## EXCERPTED PASSAGE
──────────────────────────────

Abstract:
A piston assembly comprising a primary piston and a co-centric secondary piston. The pistons are received within a housing for reciprocating movement therein and relative to each other. The housing and the pistons are arranged for operating pressure to be applied to the secondary piston so as to drive both pistons within the housing. The secondary piston is provided with means enabling the operating pressure to be equalized across the secondary piston and at least one bypass passage extends through the secondary piston. The arrangement is such that upon completion of the stroke of the pistons pressure equalization occurs across the secondary piston which causes the pistons to separate. The bypass passage becomes fully operable subsequent to pressure equalization, whereby a fast return stroke is achieved.

Description:
BACKGROUND OF THE INVENTION 
     1. Field of the Invention 
     The present invention relates to a piston assembly which finds particular but non-limiting application as a valve actuator.

──────────────────────────────

## INFORMATION PROVIDED
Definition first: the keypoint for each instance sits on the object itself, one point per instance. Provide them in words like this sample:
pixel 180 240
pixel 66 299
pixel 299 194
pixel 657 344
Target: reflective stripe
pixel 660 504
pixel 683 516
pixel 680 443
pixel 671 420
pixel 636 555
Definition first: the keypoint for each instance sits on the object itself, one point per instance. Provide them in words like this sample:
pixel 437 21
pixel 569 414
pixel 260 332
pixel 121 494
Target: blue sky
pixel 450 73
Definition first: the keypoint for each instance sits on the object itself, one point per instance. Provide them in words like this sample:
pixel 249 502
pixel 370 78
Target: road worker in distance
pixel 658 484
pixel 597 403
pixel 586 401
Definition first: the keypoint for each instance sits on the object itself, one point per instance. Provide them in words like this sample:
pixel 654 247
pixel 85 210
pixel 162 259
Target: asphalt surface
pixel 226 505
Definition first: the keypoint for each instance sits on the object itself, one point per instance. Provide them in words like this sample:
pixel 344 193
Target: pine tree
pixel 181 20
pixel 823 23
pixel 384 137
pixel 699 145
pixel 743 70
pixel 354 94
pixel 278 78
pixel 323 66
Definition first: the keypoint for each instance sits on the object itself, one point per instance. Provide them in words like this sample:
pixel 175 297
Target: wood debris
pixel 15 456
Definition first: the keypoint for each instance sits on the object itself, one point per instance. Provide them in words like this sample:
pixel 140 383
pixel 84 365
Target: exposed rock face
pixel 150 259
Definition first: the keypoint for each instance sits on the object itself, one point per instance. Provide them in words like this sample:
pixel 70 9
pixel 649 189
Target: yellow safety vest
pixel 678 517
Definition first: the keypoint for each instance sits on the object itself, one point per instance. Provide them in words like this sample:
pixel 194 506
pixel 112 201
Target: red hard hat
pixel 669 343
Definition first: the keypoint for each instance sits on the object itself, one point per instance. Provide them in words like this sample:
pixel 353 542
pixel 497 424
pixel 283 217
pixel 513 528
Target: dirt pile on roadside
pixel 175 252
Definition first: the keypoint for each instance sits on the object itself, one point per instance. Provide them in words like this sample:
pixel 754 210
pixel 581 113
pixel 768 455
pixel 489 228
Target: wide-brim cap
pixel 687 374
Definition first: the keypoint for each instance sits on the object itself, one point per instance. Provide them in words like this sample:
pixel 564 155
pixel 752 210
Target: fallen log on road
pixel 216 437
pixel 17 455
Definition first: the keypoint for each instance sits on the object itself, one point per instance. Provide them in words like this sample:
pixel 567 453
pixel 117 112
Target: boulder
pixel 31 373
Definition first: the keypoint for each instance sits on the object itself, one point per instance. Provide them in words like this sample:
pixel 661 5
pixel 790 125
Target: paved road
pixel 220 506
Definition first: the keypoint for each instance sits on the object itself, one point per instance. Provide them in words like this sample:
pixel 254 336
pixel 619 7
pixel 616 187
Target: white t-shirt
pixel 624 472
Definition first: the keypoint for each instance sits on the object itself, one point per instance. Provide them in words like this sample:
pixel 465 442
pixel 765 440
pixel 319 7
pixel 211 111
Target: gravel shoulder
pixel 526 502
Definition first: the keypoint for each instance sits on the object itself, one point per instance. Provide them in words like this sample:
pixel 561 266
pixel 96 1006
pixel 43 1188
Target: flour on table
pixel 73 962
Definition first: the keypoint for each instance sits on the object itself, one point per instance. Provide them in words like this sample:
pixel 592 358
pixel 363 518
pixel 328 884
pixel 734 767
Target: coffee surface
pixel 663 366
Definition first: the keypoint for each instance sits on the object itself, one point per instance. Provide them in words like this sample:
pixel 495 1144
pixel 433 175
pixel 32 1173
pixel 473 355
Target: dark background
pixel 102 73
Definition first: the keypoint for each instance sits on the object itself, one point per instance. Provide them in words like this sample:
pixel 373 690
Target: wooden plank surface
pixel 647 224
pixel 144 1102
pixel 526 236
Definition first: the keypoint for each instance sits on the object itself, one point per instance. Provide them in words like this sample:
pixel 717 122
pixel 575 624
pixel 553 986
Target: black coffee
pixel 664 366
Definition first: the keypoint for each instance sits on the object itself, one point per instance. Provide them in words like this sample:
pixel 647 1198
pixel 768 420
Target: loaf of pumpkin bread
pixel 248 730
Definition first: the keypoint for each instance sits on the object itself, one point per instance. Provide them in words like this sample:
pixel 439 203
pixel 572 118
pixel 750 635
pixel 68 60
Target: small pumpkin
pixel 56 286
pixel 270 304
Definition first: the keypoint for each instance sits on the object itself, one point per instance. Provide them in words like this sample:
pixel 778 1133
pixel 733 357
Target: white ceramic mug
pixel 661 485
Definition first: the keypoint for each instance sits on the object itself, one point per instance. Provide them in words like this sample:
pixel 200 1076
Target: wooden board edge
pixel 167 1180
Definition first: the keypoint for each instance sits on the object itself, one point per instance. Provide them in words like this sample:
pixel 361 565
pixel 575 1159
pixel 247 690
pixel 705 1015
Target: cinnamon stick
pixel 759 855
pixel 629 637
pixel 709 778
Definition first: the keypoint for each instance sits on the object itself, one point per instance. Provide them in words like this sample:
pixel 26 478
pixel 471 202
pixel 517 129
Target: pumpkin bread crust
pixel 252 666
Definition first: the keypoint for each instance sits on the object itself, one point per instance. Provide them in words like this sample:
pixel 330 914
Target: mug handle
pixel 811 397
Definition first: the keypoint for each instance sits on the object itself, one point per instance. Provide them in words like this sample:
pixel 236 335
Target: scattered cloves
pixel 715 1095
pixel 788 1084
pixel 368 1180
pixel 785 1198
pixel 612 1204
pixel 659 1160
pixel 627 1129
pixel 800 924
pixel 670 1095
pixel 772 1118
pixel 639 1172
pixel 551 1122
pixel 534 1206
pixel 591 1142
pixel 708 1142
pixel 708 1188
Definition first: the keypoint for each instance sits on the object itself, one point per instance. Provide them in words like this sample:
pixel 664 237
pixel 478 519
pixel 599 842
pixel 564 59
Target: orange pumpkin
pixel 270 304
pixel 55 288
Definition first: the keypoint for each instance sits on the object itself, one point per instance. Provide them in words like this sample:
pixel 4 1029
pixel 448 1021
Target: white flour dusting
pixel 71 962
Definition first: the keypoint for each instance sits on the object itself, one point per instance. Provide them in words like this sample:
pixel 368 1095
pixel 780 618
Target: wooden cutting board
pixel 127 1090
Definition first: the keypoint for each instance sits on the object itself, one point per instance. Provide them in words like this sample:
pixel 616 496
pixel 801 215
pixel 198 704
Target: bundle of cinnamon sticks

──────────────────────────────

## JOB 1
List every physical part named in the abstract of the piston patent text, which appears above the entries.
## JOB 2
Write the next part of the piston patent text shown above the entries, picking up right after its last sentence.

## RESULT 1
- Primary piston
- Co-centric secondary piston
- Housing
- Means enabling the operating pressure to be equalized across the secondary piston
- At least one bypass passage through the secondary piston

## RESULT 2
     2. Description of the Prior Art 
     In known piston assemblies a piston is caused to slide within a chamber by the supply of a pressurised operating fluid, on one side of the piston. Difficulties arise in dealing with the operating fluid upon the return stroke of the piston. The return stroke is often effected by means separate from the operating fluid. A feature often found in known arrangements is volume compensation. That is, operating fluid is provided on both sides of the piston and reciprocation of the piston within the chamber requires compensation, for the resulting change in volume occupied by the operating fluid on either side of the piston. Providing such a feature is relatively burdensome in the design and manufacture of the arrangement. 
     SUMMARY OF THE INVENTION 
     With a view to providing an improved arrangement, the Present invention provides a piston assembly comprising a primary piston and a co-centric secondary piston, both received for reciprocating movement within a piston housing, the pistons being capable of reciprocating movement relative to each other and being arranged within the housing for operating pressure to be applied to the secondary piston so as to drive both pistons within the housing, wherein the secondary piston is provided with means enabling the operating pressure to be equalised across the secondary piston and is provided with a by-pass passage therethrough, such that said by-pass passage becomes fully operable subsequent to said pressure equalisation.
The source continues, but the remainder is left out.